* _Exercise details_
Render the records from the line with "Every instance gets one point. Tag the race bib number 1" up to and including the line with "(1190, 742)" as a two-column CSV with columns text and answer, one row for each record. Put each value in a single quoted field, with line breaks turned into spaces.
* Begin Extracted information *
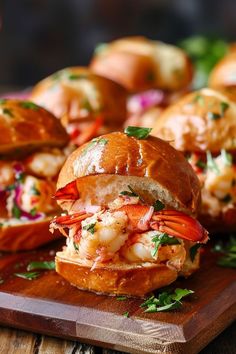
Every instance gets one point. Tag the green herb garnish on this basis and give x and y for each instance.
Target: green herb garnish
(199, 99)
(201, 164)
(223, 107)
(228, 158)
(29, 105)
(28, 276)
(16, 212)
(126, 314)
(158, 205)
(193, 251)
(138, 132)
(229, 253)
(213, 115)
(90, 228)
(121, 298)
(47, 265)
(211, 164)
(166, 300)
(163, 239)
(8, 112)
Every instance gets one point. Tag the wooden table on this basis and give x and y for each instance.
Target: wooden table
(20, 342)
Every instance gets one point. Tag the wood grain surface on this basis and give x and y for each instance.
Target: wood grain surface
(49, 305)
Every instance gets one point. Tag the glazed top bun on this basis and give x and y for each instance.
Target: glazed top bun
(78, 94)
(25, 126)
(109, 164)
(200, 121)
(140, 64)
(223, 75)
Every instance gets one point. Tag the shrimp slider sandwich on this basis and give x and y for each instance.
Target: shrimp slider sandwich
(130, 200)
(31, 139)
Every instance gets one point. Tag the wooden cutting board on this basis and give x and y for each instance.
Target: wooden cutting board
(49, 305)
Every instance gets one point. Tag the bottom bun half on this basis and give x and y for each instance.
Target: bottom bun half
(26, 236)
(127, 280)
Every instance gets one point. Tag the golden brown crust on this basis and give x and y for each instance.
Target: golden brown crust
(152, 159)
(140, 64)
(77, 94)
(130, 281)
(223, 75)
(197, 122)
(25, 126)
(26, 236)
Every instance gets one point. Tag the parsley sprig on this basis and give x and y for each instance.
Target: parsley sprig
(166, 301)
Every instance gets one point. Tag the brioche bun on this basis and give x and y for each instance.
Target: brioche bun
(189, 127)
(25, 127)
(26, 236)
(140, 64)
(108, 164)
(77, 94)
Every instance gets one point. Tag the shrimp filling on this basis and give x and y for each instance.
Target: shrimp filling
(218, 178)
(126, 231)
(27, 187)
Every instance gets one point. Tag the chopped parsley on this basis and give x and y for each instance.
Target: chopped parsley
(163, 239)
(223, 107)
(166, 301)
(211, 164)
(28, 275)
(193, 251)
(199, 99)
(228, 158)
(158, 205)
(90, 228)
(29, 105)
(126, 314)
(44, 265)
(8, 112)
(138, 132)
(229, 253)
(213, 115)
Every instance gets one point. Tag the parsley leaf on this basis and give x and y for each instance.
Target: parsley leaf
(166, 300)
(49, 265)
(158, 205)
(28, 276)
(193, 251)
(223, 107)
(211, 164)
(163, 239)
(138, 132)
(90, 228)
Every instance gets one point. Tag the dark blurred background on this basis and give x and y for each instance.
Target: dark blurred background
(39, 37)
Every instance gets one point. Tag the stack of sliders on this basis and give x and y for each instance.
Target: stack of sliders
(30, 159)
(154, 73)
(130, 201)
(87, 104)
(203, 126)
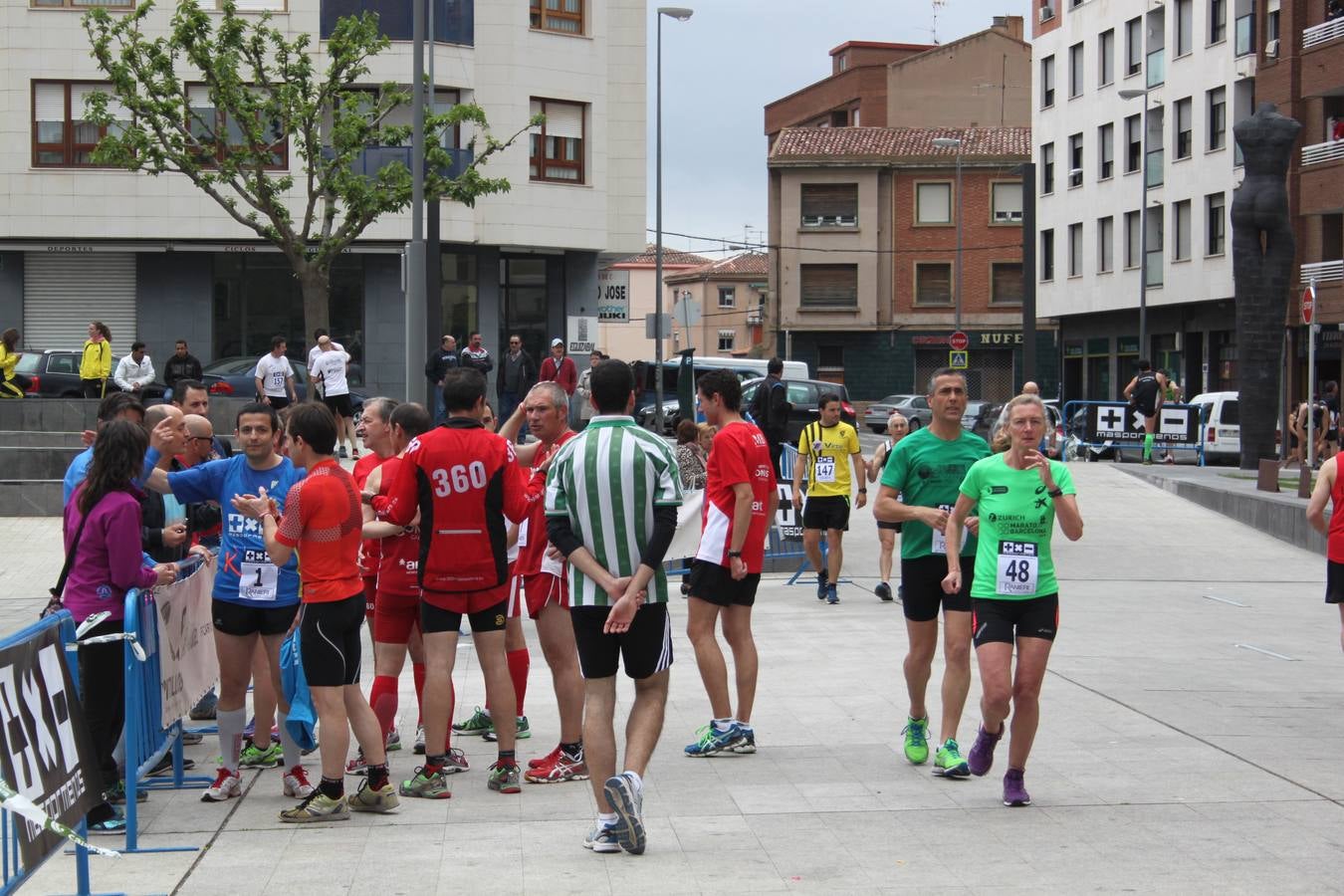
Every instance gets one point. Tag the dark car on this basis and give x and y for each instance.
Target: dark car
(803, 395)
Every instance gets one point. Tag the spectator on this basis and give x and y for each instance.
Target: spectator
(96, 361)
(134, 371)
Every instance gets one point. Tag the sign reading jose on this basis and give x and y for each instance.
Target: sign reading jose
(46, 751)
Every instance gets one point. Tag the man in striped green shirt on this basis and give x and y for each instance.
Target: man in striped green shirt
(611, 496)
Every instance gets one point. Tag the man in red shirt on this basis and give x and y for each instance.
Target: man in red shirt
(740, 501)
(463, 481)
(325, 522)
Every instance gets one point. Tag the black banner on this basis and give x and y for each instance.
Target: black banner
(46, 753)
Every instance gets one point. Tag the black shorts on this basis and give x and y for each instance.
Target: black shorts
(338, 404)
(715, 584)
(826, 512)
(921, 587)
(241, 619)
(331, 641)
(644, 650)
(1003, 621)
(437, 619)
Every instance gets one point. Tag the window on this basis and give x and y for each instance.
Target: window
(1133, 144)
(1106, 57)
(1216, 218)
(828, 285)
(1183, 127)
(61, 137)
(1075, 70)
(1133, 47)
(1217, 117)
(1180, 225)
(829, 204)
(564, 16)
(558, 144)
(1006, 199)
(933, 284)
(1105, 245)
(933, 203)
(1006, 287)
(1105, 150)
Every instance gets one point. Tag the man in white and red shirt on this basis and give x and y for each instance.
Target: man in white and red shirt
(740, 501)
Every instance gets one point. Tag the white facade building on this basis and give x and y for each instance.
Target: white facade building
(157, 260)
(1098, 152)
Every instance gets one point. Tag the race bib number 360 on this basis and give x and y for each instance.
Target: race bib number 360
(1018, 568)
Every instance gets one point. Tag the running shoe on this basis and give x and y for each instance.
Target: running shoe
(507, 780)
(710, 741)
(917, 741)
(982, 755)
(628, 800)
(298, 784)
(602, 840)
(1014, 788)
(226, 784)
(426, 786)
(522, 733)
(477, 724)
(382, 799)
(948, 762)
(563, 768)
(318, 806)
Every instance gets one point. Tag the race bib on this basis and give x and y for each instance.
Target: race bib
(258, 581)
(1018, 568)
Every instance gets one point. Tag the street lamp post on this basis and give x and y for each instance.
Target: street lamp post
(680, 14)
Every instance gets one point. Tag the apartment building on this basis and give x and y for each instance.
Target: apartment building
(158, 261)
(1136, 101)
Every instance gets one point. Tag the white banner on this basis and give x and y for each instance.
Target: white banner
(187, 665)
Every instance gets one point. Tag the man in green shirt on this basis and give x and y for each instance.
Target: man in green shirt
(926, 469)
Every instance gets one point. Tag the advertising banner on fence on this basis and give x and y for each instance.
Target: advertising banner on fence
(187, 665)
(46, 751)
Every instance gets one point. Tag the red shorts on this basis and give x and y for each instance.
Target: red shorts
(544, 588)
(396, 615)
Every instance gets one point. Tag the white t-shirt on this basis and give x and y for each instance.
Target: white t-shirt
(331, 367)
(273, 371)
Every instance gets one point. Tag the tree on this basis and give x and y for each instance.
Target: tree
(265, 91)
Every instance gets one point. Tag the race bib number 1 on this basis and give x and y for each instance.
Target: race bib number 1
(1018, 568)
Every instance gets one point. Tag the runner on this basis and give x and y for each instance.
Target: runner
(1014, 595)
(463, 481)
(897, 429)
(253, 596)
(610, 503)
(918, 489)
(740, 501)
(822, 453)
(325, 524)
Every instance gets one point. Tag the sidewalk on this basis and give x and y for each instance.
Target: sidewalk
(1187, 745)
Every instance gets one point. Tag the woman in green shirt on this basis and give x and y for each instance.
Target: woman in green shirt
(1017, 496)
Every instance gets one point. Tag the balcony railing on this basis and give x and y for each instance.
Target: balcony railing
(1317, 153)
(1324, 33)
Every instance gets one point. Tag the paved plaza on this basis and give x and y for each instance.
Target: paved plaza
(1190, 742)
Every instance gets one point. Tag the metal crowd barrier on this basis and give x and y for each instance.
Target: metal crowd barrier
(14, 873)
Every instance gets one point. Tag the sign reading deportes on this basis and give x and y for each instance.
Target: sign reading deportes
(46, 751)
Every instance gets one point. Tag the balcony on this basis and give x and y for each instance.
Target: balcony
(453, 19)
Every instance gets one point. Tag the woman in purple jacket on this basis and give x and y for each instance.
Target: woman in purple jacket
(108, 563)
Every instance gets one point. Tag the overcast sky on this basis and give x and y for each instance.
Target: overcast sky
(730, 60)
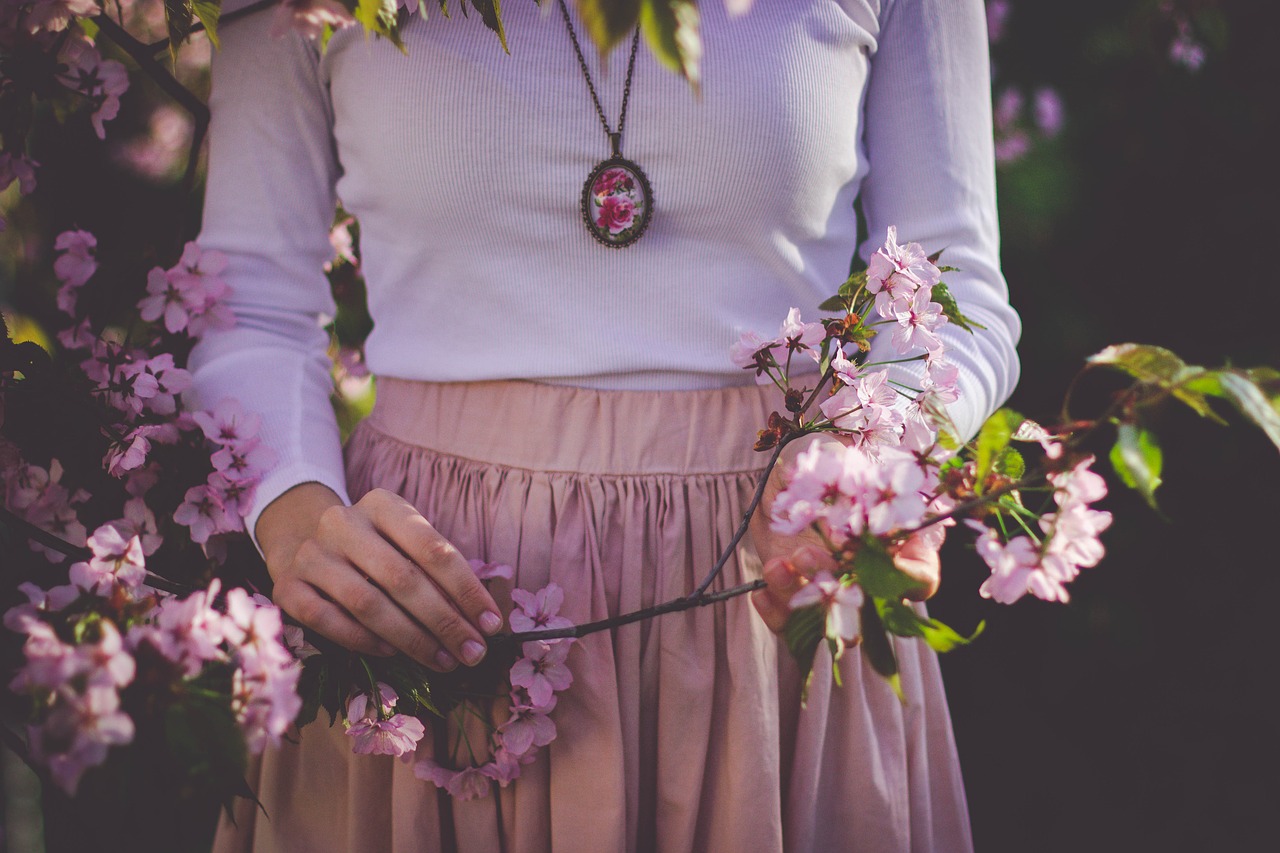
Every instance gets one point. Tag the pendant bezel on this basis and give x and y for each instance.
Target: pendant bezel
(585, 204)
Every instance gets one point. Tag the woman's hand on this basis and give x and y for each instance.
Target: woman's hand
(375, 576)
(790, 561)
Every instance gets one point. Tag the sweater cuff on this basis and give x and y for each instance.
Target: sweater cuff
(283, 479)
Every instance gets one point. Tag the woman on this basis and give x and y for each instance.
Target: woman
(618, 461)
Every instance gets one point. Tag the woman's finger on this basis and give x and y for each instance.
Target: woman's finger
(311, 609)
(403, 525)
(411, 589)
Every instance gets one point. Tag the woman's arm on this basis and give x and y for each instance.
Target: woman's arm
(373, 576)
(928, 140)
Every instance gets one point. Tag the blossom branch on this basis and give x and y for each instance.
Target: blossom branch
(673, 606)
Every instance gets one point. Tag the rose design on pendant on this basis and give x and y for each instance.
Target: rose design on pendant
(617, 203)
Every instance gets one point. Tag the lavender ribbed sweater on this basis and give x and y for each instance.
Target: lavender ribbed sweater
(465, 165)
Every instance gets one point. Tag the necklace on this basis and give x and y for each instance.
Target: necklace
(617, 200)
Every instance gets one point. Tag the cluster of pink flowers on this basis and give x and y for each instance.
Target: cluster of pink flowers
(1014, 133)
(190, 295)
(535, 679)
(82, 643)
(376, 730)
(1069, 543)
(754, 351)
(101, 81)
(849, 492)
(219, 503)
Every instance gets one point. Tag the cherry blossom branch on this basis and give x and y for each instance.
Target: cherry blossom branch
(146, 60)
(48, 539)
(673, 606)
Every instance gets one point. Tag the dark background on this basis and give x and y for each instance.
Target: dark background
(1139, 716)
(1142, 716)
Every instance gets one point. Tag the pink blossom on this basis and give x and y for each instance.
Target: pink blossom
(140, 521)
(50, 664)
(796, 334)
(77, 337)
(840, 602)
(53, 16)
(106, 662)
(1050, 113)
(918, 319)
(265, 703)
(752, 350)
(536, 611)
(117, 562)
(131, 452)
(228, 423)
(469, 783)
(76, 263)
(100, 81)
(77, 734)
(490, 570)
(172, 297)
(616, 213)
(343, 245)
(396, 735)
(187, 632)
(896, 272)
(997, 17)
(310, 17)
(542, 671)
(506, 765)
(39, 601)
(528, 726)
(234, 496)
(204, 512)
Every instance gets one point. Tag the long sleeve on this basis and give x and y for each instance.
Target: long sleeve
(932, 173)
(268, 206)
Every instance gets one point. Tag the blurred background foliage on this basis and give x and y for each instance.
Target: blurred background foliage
* End Extracted information *
* _Answer to the problem_
text,answer
"Every instance gets one point. Tag the race bib number 1 on this basis and give x and y for each instance. Target: race bib number 1","(1018, 568)"
"Every instance gets one point. Tag the runner on this basis and give x and y for each instance. Target: runner","(1014, 595) (463, 481) (897, 429) (253, 596) (610, 503) (918, 489) (740, 501) (822, 453) (325, 524)"
"Every instance gets one point. Tag the sidewalk on this basis and give x and y for each instance. Target: sidewalk","(1187, 745)"
"Every instance gets one point. Tag the woman in green shirt on this basis and give x and y for each instance. Target: woman in green shirt","(1017, 496)"
"Every instance gets one point. Tag the balcony railing on this basis and give x and y for each instance. Target: balcony railing","(1317, 153) (1324, 33)"
"Every instance gets one point. Tag the paved plaza on this basis and give x and y for each instance. Target: paved plaza","(1190, 742)"